§ Assigned task 1: In the blog post about leaning into the wind, revise the part that opens with the words containing "We all deal" and closes with "leaning into the wind.", replacing "struggles" with "hardships".
§ Assigned task 2:
Answer these questions using the blog post about leaning into the wind:
(a) How many hours did the writer spend having pre-op tests at the hospital?
(b) Where is the writer's 2 day trip?
(c) What does the writer say strong is?
Start of Extracted text
Lean Into The Wind

 

“Wherever you are, it’s not forever. Lean into the Wind.”

Today has been the longest day I can remember in a very long time. I spent 8 hours having pre-op tests done at the hospital in lieu of my spinal surgery, which by the time this has published, will be recently completed. I’m running off 2 hours of sleep and have to get up in another 6 hours for a 2 day trip in Portland. I just finished a bunch of work I’ve been chipping away at over the last month amidst the insanity of moving to new places and exploring a new relationship.
Everything feels oh so scattered in my life right now. No matter where I am, it’s never for long. And yet never long enough. I desperately miss feeling like an organized person. I do well under pressure but not chaos, and my life has been a roller coaster of both for the last couple months.
But I have learned so much during this time, and the thing that stuck out the most to me was the fact that no matter where I was in life, literally or figuratively, it’s not forever. That is a very comforting thought these days. With months of painful intensive recovery from a spinal fusion looming ahead, I need more than anything to know that every day is progress, even if you can’t see it. As long as you don’t stand still, you’re going somewhere.
Even as I write this I question the flow of it. The rhythm, the feel. Can I convey the shifting plates of my life without causing an earthquake? It feels like my words are going nowhere, and yet, this blog is still producing words. Because I refuse to stop writing.
Maybe it’s not even that good, but I am ok with that right now, because sometimes just trying is enough. Sometimes just pushing through is enough. Sometimes that’s all you can do.
People often tell me that I am the strongest person they know, in reference to all I have endured and over come in my short life, and to be honest I’ve never really understood what that even means. What constitutes “strong”? Not complaining? Staying positive? Not showing worry or nerves? These are some answers I’ve received when I’ve asked that question. Sure, they make sense but I’m still not convinced they define the word strong. To me, strong is a decision. It’s the decision to keep going even when you feel like you have got absolutely nothing left to go off of. Even if it’s just leaning forward against the wind, or if it’s mustering up the scraps of what you’ve got left and making a sprint for it, at least you’re not standing still.
We all deal with struggles or issues of one kind or another and they are all relative to each individuals life, so whatever you are living with or going through, I encourage you to stand firm in the belief that you will not be standing there forever. It all starts with leaning into the wind.
End of Extracted text
Start of Entries shown
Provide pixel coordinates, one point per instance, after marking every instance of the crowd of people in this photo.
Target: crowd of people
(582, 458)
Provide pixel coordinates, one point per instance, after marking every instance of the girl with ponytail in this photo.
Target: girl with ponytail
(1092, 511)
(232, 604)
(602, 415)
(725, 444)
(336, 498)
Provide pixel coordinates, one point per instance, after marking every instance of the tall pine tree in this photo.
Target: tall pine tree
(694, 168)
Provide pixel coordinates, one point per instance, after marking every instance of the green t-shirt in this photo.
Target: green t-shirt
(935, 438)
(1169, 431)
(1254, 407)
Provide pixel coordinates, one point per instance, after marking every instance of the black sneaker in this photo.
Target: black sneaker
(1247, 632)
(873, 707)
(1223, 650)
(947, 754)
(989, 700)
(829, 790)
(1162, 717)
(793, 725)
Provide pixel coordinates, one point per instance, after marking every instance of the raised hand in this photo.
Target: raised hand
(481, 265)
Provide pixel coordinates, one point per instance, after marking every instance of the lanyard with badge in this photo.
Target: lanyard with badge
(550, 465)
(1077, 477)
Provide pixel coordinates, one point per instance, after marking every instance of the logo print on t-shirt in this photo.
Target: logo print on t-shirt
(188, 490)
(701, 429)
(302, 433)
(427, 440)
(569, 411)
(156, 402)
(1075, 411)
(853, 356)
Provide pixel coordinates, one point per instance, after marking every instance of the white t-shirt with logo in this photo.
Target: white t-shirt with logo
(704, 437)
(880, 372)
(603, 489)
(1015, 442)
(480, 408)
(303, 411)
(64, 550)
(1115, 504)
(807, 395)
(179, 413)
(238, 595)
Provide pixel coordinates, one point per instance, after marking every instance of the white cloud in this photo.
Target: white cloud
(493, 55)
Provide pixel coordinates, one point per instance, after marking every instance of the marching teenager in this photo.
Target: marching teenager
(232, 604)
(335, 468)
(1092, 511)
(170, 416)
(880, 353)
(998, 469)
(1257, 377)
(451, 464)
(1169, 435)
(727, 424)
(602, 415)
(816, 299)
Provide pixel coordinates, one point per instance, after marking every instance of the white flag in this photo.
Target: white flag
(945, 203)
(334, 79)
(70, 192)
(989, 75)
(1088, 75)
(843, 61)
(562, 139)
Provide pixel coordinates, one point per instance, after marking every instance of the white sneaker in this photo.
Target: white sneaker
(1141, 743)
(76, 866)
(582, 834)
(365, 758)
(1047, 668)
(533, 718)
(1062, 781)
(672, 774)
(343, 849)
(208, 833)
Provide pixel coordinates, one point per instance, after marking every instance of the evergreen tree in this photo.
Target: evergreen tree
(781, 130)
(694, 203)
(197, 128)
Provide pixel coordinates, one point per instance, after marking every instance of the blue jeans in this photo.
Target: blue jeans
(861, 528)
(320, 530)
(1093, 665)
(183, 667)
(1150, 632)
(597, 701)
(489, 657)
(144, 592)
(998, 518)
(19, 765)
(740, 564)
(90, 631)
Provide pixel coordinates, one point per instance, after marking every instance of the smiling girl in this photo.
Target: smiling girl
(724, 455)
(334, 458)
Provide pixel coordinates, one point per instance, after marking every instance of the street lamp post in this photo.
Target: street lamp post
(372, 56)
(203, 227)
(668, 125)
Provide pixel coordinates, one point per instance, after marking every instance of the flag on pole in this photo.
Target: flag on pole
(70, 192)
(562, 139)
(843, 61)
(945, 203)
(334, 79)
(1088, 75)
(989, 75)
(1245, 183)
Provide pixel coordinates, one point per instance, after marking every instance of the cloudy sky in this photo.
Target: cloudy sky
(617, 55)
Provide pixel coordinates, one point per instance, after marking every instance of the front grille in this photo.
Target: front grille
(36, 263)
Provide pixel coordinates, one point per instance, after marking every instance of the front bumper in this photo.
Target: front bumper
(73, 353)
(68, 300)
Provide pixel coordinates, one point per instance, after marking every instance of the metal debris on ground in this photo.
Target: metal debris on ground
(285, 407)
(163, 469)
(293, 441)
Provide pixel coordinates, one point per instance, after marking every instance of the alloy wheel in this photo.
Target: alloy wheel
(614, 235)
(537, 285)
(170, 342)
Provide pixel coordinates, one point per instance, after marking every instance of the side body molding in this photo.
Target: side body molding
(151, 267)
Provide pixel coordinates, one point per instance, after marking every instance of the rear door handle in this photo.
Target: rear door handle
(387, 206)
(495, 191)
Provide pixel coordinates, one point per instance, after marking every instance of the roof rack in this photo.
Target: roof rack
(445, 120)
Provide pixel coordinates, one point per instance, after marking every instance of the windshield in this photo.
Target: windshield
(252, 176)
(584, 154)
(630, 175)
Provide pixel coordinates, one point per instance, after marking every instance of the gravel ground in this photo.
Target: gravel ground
End of Entries shown
§ Worked solution 1:
We all deal with hardships or issues of one kind or another and they are all relative to each individuals life, so whatever you are living with or going through, I encourage you to stand firm in the belief that you will not be standing there forever. It all starts with leaning into the wind.

§ Worked solution 2:
(a) 8 hours
(b) Portland
(c) A decision